- _Set problem_:
Copy the items below unchanged, except that you replace every occurrence of "marker" with "dot".

- _Recorded information_:
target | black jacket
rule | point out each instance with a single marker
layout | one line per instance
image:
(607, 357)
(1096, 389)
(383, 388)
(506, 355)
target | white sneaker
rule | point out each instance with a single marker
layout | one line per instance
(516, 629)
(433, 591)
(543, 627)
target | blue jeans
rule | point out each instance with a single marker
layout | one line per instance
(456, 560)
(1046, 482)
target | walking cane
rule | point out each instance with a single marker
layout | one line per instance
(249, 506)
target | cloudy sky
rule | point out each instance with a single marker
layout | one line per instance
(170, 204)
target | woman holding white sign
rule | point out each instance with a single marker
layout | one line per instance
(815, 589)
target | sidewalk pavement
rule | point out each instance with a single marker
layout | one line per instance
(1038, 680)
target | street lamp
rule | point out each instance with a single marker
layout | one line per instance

- _Answer to the task_:
target | black jacket
rule | point out each instance with a single dot
layout | one line per instance
image:
(607, 357)
(1096, 389)
(383, 388)
(506, 355)
target | white sneaker
rule | point out each instance with a single dot
layout | one line per instance
(516, 629)
(433, 591)
(543, 627)
target | blue jeans
rule | point out each instance with a single dot
layout | one line per instance
(456, 560)
(1046, 482)
target | walking cane
rule | point out each instance with a single dot
layout | one line per instance
(249, 506)
target | cloudy sky
rule | point out each instance with a single dot
layout | one line per instance
(170, 204)
target | woman holding white sign
rule | point out each instance with a single dot
layout | one line per instance
(815, 589)
target | sidewalk pavement
rule | point out each instance with a single dot
layout | one line per instance
(1038, 680)
target | street lamp
rule | point out each instance with a single dot
layout | one line per instance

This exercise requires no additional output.